Stored items from a collection
- - -

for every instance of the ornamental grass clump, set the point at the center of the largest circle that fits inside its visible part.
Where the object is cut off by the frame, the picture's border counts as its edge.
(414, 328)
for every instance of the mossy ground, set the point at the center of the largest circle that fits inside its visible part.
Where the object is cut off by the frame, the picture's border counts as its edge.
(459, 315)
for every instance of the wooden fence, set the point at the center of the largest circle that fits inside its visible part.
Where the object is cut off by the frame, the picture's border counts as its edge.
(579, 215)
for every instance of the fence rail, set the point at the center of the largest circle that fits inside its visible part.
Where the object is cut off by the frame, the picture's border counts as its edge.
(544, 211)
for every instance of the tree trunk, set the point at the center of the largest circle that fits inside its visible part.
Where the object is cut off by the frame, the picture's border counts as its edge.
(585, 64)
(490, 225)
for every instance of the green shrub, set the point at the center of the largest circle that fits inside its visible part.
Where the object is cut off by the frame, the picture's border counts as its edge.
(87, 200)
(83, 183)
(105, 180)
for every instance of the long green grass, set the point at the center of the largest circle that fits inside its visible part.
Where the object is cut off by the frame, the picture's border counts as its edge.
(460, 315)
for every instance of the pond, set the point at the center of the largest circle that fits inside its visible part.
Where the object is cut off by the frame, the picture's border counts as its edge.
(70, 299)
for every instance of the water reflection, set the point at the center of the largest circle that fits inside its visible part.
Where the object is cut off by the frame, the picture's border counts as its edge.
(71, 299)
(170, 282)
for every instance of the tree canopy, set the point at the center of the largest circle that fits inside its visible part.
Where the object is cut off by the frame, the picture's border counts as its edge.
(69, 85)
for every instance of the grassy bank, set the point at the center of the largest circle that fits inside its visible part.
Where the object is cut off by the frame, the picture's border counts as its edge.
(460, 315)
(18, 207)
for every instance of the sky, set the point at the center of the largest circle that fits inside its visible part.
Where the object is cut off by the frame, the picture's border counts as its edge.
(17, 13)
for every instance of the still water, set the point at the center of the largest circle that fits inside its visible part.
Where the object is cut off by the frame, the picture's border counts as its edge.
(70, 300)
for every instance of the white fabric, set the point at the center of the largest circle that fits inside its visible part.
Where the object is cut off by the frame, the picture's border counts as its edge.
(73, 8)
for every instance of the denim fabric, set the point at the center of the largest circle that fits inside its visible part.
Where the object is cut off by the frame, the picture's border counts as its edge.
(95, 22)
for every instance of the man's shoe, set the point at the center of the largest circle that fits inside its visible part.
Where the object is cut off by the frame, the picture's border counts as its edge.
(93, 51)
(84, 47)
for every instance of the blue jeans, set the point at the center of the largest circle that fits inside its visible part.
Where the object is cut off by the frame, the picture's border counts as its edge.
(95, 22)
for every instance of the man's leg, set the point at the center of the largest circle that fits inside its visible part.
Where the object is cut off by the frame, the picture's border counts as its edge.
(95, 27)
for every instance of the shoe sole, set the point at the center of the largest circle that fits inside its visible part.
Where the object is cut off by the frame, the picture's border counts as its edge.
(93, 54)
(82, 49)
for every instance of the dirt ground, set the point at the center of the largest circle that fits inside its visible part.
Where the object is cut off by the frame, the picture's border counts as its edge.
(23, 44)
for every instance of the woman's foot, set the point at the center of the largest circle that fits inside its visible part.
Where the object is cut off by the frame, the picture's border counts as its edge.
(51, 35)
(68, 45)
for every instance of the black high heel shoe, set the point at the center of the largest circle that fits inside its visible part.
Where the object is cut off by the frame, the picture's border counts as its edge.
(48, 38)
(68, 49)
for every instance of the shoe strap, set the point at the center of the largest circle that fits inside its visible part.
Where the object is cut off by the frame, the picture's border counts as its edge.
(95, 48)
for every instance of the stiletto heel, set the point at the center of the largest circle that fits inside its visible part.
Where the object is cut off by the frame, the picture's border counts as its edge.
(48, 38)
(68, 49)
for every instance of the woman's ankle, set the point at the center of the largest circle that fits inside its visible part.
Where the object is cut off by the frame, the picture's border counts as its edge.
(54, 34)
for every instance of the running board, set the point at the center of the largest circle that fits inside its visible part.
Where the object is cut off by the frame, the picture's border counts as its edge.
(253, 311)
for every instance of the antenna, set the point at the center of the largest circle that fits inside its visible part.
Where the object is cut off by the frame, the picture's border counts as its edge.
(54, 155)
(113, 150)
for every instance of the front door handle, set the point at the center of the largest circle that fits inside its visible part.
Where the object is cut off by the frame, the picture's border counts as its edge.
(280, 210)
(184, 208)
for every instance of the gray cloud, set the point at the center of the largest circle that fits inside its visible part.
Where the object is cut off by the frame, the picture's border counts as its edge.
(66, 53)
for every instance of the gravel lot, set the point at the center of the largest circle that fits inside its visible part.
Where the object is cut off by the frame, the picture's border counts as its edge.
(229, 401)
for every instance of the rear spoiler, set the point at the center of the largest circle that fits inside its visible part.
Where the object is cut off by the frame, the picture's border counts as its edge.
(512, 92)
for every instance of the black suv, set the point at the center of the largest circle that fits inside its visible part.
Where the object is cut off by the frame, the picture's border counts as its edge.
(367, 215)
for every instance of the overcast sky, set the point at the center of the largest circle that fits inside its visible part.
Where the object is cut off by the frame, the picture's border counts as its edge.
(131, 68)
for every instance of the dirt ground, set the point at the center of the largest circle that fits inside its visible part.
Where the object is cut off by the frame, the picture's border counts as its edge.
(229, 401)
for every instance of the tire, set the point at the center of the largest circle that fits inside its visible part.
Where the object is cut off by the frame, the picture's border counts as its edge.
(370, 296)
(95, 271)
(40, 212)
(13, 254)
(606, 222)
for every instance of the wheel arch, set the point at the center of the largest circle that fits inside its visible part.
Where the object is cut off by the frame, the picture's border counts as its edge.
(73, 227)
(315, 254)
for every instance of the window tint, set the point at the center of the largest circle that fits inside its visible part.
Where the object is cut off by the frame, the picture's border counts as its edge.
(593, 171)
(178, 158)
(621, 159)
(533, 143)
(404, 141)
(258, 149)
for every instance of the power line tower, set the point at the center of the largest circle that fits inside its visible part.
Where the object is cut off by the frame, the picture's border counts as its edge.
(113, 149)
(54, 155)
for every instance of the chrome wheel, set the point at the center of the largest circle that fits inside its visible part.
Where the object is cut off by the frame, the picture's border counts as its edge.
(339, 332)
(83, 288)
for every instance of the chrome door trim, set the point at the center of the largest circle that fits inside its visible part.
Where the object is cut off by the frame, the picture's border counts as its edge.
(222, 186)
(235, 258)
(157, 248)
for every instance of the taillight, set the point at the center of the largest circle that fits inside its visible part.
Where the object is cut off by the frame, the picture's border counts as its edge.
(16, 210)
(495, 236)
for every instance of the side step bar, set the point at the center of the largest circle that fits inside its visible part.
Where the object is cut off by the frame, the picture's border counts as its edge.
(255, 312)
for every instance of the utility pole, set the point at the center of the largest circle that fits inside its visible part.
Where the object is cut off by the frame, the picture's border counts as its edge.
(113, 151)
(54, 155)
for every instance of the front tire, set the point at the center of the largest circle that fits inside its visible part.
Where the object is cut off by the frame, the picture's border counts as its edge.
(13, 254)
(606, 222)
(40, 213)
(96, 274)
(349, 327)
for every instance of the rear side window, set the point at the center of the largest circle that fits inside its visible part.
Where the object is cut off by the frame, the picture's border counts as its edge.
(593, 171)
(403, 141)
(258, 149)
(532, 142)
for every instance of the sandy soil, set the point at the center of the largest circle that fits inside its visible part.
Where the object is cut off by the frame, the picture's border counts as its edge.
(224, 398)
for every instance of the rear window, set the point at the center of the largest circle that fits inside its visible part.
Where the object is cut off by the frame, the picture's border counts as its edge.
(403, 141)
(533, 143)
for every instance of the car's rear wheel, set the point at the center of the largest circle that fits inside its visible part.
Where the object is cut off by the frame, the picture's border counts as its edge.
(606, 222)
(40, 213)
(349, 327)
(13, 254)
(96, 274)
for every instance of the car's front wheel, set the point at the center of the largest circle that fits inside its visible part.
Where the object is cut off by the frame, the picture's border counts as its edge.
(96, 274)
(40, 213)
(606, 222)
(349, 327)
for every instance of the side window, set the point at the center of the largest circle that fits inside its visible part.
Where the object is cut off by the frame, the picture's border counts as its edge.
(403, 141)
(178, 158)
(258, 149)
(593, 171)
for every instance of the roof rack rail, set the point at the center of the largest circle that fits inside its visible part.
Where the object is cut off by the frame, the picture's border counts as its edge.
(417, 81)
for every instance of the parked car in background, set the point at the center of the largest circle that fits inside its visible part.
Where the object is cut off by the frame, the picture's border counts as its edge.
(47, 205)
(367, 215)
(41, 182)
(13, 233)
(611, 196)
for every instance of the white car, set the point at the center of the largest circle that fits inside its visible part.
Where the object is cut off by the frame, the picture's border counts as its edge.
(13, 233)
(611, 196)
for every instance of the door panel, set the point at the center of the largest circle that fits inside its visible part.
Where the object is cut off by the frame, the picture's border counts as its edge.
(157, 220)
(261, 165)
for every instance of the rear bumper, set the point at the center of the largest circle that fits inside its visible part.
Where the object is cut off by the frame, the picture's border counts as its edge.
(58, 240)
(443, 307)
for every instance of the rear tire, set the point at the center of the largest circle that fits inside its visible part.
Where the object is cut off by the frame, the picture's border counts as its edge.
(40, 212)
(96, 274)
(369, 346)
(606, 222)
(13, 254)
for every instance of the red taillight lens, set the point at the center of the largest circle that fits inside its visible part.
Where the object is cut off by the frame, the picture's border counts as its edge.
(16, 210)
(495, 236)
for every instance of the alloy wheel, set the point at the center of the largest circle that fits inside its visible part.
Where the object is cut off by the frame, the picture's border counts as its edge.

- - -

Directions for this task
Only lines with the word "rear" are needed. Copy them from the preceding records.

Written solution
for every instance of the rear spoiler, set the point at the center of the largest circle that fits inside its visible part.
for every instance of the rear side window, set the point at the center of the largest circle that fits inside its visible part.
for every instance of the rear window, set the point at the center of the largest circle that fits inside its visible part.
for every instance of the car's rear wheel, set the point at the center of the largest circle that fits inside its visible part.
for every instance of the rear bumper, set the point at the center of the largest circle that fits inside its visible part.
for every instance of the rear tire, set the point at the center of the largest circle that fits inside its visible part.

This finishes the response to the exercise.